───── FRAGMENTO DEL TEXTO ─────
Publicado el día 23 de agosto de 2019

Holmes y Watson, de acampada

   Sherlock Holmes y Watson se han ido de acampada. En plena noche, H. se despierta y le da un codazo a W. -W, le dice, mire el cielo y dígame qué ve. -Veo millones de estrellas. ¿Y qué conclusiones saca? W. se detiene a pensar: -Bueno, astronómicamente, veo que hay millones de galaxias y, potencialmente, miles de millones de planetas. Astrológicamente, observo que Saturno está en Leo. Por la hora, deduzco que son aproximadamente las tres y cuarto. Meteorológicamente, sospecho que mañana hará un día espléndido. Teológicamente, contemplo la grandeza de Dios y nuestra pequeñez y sinsentido. Esto… ¿y usted qué ve? -Watson, estúpido, ¡que alguien nos ha robado la tienda!
    Pues así están las cosas, bajo la ¿tienda de campaña? Holmes y Watson, metidos cada uno en sus procesos lógicos. La polémica que suscita esta clásica historieta está relacionada con la lógica, inductiva o deductiva, para llegar con el raciocinio desde el pensamiento a la realidad, por la idea que expresa el principio filosófico que, en castellano, viene a decir que porque un cosa o un acontecimiento venga siempre detrás de otro, no por eso se puede deducir que el primero es causa del segundo. El ejemplo de todos los manuales, por entender que es sencillo para todos, es el del trueno y el relámpago. El que siempre venga detrás no significa que el uno es causa del otro. Cuando nuestros sentidos (los cinco clásicos y otros muchos que los sicólogos han venido detectando y calificando como tales) nos muestran una parcela de la realidad, la pregunta, véase Holmes, es cómo ha llegado hasta aquí.
    Esta simple reflexión viene a cuento en esta época porque cada día aparecen más y más publicaciones y trabajos científicos acerca de las posibilidades que el mismo hombre ha creado en su propósito de manejo de lo real. Es lo referente a la Inteligencia artificial (IA). ¿Piensan en verdad los ordenadores, serían capaces de ejercer el proceso mental que lleva a asegurar que unos desaprensivos han robado la tienda de campaña? Entonces ¿son creativos? ¿Lo serán, por ejemplo, conduciendo un coche ante un impedimento imprevisto? Menuda pregunta mas, sobre todo, menuda respuesta. Pero, puesto que, como asegura Martin Rees, astrónomo real del R. U., toda predicción se puede convertir en una apuesta, cabe preguntarse: pero, bueno, ¿en verdad le han robado la tienda de campaña a los amigos Holmes y Watson? ¿Qué nos apostamos?
─────
● RETO 1: Enumere, en el orden en que aparecen, todos los adverbios terminados en «-mente» que Watson pronuncia al responder a Holmes en el texto sobre Holmes y Watson.
Los registros no guardan ninguna relación con el texto.
───── MATERIAL PROPORCIONADO ─────
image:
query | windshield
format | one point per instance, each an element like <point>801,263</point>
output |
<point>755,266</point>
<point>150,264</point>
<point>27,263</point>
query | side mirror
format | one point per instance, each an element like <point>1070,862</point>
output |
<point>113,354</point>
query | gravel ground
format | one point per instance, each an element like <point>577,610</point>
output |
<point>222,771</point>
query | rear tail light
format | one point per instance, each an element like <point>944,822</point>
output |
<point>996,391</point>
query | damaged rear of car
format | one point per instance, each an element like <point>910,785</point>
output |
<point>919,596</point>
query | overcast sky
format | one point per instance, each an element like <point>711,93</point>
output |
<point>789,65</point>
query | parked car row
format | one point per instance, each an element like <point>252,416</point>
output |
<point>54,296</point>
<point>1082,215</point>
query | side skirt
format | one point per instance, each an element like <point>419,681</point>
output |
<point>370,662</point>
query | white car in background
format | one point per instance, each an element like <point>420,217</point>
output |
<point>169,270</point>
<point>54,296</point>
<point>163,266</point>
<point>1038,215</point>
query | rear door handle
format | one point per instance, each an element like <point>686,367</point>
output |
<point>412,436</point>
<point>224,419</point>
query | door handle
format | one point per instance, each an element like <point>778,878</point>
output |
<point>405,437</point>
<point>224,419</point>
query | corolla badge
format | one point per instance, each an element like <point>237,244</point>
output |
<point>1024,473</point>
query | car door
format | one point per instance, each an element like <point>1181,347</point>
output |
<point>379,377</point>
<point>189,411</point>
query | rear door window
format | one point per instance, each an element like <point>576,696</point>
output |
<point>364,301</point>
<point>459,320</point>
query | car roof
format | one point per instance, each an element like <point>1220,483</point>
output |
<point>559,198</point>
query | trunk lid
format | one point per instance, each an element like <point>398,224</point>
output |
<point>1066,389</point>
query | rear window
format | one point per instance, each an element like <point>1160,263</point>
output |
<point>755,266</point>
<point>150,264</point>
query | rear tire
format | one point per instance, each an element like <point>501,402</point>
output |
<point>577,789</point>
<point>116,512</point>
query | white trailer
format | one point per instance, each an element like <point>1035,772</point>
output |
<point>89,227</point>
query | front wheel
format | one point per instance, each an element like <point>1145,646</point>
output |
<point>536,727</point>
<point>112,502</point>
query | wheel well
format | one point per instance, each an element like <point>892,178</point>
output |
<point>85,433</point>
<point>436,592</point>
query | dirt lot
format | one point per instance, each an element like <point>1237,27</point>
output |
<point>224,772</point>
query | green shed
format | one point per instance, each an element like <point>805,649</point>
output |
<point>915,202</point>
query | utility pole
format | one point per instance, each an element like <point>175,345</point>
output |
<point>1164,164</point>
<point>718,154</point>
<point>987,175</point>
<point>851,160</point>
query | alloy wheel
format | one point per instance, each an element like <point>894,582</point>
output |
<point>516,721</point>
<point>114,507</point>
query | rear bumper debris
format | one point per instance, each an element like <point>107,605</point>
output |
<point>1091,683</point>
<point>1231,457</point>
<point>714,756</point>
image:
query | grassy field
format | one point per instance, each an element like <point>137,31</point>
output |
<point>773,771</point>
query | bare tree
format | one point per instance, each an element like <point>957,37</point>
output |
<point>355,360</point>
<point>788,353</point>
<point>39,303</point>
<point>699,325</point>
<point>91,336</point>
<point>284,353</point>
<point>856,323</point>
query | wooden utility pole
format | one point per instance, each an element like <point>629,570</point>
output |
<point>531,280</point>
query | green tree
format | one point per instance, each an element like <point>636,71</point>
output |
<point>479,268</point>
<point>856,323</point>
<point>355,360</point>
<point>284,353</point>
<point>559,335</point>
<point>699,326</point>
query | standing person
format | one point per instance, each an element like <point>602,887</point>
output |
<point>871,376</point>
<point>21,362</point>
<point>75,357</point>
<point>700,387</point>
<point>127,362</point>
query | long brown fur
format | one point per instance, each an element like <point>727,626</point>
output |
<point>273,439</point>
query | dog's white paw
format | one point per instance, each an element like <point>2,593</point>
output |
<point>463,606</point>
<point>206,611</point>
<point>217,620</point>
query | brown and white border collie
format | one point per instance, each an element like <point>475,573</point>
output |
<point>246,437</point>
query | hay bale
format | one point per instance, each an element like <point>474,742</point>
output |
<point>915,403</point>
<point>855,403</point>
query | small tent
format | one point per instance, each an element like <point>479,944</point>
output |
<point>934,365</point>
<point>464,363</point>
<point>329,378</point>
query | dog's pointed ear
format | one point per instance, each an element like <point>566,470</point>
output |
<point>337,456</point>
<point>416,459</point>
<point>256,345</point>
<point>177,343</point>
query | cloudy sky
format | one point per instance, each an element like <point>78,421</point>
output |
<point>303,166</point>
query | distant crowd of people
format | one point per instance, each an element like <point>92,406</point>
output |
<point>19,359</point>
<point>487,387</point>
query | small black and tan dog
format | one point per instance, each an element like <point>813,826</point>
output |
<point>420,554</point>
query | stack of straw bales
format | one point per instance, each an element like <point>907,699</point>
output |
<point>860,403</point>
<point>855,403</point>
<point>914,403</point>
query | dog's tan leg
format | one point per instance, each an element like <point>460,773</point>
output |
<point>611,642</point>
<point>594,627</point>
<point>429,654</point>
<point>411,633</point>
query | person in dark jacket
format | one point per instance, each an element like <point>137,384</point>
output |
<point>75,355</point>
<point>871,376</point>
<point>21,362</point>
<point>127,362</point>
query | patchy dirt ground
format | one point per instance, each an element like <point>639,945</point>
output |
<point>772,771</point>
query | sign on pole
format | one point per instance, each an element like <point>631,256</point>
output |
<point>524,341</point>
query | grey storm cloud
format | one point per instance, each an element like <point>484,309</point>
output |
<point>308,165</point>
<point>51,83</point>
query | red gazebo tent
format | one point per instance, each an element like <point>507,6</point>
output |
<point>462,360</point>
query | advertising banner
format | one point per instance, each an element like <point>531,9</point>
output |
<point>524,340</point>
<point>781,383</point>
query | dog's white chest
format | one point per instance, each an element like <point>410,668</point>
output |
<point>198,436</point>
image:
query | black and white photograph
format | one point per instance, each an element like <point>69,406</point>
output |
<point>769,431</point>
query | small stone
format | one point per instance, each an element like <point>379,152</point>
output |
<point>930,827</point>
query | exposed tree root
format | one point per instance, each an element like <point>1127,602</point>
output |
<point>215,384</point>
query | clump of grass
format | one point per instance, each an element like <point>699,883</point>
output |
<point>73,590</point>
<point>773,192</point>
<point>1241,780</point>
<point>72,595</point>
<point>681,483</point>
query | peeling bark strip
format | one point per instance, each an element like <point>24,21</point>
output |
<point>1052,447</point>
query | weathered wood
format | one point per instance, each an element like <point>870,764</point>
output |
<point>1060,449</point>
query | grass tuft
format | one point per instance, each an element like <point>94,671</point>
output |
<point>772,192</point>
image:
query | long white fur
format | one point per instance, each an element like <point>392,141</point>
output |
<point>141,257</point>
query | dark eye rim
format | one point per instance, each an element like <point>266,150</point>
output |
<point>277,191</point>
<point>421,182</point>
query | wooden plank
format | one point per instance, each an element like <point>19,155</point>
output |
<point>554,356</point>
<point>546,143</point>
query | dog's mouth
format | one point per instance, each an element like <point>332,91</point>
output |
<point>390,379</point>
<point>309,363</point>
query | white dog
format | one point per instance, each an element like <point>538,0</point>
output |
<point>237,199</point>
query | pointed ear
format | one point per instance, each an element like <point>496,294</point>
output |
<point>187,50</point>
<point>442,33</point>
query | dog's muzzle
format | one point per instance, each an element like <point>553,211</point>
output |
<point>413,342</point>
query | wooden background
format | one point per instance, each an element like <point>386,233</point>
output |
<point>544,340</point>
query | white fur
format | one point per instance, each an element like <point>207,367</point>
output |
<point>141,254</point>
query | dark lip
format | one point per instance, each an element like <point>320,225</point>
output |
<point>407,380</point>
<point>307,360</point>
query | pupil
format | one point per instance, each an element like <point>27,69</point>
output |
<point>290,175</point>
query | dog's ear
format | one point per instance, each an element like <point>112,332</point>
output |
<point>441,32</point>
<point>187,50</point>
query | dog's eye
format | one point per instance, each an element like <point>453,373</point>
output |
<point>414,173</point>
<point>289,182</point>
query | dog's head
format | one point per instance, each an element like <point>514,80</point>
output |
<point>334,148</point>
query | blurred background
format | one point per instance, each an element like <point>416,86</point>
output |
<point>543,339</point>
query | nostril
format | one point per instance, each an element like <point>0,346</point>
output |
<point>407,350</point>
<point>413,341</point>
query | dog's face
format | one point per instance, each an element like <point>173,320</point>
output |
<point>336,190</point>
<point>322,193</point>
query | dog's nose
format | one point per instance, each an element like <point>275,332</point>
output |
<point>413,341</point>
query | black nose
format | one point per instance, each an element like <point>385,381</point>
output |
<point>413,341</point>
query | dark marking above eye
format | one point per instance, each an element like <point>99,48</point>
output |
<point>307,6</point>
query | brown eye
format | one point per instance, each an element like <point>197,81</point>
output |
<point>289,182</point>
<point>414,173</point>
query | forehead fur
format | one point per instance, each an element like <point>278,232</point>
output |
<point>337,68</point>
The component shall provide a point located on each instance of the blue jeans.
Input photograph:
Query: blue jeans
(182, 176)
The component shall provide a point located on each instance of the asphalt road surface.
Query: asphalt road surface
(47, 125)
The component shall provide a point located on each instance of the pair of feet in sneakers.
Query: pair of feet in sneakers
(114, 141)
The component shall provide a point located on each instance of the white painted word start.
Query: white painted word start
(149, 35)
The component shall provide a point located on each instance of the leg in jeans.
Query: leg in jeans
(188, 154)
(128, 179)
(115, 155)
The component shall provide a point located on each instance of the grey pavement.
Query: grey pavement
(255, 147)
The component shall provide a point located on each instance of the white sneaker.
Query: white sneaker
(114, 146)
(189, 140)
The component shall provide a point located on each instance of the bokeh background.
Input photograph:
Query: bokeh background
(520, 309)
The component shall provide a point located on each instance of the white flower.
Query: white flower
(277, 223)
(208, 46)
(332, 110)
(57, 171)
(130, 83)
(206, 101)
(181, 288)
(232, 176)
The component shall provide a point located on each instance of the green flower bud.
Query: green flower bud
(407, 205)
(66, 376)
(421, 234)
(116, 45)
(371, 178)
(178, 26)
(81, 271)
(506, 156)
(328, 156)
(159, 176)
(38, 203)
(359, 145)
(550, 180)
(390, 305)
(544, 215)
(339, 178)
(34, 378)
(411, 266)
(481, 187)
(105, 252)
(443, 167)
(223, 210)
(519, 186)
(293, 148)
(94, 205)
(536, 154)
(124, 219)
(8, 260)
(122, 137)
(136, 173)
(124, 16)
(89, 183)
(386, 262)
─────
● RETO 2: Reproduzca el tramo de los registros que va desde su comienzo hasta la línea que contiene «<point>370,662</point>», ambos extremos incluidos, y cambie en él «one point per instance» por «a single point per instance» sin alterar nada más.

● RESPUESTA 1: astronómicamente, potencialmente, astrológicamente, aproximadamente, meteorológicamente, teológicamente

● RESPUESTA 2:
image:
query | windshield
format | a single point per instance, each an element like <point>801,263</point>
output |
<point>755,266</point>
<point>150,264</point>
<point>27,263</point>
query | side mirror
format | a single point per instance, each an element like <point>1070,862</point>
output |
<point>113,354</point>
query | gravel ground
format | a single point per instance, each an element like <point>577,610</point>
output |
<point>222,771</point>
query | rear tail light
format | a single point per instance, each an element like <point>944,822</point>
output |
<point>996,391</point>
query | damaged rear of car
format | a single point per instance, each an element like <point>910,785</point>
output |
<point>919,596</point>
query | overcast sky
format | a single point per instance, each an element like <point>711,93</point>
output |
<point>789,65</point>
query | parked car row
format | a single point per instance, each an element like <point>252,416</point>
output |
<point>54,296</point>
<point>1082,215</point>
query | side skirt
format | a single point per instance, each an element like <point>419,681</point>
output |
<point>370,662</point>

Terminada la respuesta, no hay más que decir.